Excerpts from a dataset on pointing at objects:
============
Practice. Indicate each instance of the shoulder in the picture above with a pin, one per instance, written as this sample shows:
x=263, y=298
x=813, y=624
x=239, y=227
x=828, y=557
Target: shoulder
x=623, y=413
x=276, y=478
============
[Task instructions] Write out every line of the entries above again, requests included. Shift each coordinate in the answers by adding 114 to it.

[Task answer]
Practice. Indicate each instance of the shoulder in the picture above with a pin, one per instance, written as this sample shows:
x=263, y=298
x=813, y=624
x=239, y=227
x=828, y=557
Target: shoulder
x=737, y=527
x=390, y=592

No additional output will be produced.